• _Excerpt to read_
<<<<
The key components of the instrumentation for cryo-EM and TEM can be the same. Both approaches require an electron source – typically an electron gun capable of producing electron beams with different energies but whose characteristics depend critically on the type of source employed.
The electron beam must then be focused onto the sample using a series of lenses, which occurs in the condenser system. These lenses help to shape the beam and achieve the small spot sizes necessary for obtaining the best spatial resolution with the electron beam as well as achieve the proper dose rate for various studies.
The heart of the electron microscope is the objective lens. This optics piece, composed of an upper and lower pole piece, is responsible for the level of detail observed in an electron microscope. Worth noting is that owing to the presence of spherical aberration, high-resolution images can be acquired from unstained cryo-EM samples by simply defocusing the objective lens, typically by a fraction of a micron.
Inserted in the gap of the objective lens is the sample holder. For automated, high-throughput studies an autoloader is paramount, whereas a side-entry holder suffices for other cases. Imaging cryo-EM samples is principally done using a stationary beam. In Materials TEM, the preferred technique is to raster the electron beam across the sample.
>>>>
• _Problem_
Transcribe word for word the stretch of the electron microscope instrumentation text that opens with the words containing "Inserted in the" and closes with "across the sample.".

• _Material_
<<<<
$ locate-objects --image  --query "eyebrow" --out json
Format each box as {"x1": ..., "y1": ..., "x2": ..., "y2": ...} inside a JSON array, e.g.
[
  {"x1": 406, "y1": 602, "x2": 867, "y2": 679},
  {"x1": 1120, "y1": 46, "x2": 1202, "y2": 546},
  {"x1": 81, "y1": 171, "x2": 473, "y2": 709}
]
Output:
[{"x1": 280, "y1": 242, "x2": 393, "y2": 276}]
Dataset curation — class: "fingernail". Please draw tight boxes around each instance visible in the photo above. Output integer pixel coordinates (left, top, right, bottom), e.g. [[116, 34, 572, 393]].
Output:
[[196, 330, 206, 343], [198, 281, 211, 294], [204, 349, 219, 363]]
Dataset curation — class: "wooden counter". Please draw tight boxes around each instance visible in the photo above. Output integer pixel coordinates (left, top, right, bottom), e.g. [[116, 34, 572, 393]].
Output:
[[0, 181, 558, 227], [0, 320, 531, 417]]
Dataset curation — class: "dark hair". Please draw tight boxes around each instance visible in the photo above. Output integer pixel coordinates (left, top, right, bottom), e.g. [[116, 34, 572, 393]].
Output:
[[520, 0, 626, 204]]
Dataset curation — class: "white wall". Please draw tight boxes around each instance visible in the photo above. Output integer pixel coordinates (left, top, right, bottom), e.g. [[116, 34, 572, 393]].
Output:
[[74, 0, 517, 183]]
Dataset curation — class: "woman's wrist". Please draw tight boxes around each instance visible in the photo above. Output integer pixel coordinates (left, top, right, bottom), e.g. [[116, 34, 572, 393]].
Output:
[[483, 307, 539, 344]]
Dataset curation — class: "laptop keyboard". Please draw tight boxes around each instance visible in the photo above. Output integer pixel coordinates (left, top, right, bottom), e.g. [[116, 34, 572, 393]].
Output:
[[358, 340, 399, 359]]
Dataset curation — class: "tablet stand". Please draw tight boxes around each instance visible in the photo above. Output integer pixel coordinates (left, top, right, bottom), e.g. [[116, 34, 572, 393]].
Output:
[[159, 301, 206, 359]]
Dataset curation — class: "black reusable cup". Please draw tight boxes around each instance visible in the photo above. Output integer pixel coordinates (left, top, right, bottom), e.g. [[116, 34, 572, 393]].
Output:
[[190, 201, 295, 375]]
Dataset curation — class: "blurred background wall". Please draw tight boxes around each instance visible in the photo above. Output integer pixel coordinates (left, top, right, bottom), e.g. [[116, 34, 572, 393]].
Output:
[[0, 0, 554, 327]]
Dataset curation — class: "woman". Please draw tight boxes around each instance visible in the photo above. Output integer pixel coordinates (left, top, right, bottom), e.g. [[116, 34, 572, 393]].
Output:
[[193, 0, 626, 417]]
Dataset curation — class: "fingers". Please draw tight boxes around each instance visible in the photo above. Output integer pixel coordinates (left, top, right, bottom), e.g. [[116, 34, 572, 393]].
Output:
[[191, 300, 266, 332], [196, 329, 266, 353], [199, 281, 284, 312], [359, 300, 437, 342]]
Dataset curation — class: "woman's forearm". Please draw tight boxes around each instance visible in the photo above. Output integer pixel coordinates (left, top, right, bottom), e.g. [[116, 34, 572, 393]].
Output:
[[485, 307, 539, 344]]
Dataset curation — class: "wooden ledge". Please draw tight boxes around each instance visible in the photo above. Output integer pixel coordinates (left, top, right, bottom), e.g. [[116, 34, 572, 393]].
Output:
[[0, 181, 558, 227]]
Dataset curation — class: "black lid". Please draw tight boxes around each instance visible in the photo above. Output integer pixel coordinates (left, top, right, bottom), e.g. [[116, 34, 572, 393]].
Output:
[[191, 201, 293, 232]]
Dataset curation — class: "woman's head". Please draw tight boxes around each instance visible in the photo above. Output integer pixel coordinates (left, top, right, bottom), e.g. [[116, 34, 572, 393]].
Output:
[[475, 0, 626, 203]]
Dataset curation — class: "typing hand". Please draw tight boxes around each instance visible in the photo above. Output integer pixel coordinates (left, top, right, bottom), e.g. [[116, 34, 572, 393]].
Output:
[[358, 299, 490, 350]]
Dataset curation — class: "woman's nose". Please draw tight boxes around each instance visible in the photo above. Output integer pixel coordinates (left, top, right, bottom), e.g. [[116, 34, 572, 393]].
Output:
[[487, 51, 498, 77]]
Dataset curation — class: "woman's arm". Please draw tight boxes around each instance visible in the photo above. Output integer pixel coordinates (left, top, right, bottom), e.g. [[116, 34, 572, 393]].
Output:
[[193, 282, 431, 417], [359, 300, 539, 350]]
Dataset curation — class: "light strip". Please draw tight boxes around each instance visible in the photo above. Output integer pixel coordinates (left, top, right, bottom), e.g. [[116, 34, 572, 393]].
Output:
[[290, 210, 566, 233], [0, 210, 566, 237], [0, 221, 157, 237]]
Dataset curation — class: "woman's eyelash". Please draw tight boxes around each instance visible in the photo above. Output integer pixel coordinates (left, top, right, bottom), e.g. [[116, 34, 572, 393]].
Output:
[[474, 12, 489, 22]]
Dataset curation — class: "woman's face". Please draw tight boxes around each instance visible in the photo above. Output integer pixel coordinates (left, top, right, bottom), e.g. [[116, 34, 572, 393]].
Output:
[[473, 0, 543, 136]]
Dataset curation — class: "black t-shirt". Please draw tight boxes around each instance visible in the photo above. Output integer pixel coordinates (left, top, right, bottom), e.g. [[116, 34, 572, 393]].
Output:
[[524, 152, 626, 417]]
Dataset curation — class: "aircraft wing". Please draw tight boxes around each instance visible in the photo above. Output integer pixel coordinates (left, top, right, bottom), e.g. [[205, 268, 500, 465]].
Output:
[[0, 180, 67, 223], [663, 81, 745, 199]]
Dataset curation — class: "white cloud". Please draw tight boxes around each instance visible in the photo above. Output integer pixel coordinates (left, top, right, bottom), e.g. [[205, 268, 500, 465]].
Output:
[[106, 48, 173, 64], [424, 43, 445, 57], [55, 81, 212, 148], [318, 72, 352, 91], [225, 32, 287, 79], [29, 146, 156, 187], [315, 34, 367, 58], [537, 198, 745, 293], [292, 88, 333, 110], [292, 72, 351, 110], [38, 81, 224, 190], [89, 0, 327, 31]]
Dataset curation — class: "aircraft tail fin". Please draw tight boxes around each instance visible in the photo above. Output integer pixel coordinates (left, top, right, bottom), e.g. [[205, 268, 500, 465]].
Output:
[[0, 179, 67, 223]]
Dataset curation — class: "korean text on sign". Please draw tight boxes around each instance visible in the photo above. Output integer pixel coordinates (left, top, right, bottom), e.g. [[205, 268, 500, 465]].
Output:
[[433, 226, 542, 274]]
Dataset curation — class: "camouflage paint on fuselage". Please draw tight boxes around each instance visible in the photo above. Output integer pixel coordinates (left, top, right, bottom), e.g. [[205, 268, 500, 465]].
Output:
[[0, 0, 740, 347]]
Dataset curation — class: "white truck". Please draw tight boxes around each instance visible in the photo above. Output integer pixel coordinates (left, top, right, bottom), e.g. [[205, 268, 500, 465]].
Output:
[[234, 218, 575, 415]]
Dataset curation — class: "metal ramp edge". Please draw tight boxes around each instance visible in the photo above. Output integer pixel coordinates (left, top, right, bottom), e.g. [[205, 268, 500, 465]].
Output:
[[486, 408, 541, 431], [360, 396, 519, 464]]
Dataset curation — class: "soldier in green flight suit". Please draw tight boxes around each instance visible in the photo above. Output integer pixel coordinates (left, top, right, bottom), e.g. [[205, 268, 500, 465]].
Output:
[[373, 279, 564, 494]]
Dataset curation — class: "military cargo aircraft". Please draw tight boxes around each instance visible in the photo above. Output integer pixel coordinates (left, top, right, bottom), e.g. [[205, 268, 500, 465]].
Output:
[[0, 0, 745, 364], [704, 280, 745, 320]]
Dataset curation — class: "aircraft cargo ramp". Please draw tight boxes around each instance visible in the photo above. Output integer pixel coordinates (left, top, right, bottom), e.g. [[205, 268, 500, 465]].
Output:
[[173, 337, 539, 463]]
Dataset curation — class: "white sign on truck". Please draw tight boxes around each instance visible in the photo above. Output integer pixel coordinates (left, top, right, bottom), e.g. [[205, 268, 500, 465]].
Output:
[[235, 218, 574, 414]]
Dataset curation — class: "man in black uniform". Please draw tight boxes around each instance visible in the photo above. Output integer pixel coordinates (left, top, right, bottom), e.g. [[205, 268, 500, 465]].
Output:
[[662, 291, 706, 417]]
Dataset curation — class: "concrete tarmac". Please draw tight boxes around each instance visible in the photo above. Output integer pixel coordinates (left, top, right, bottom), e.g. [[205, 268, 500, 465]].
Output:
>>>>
• _Result for this exercise_
Inserted in the gap of the objective lens is the sample holder. For automated, high-throughput studies an autoloader is paramount, whereas a side-entry holder suffices for other cases. Imaging cryo-EM samples is principally done using a stationary beam. In Materials TEM, the preferred technique is to raster the electron beam across the sample.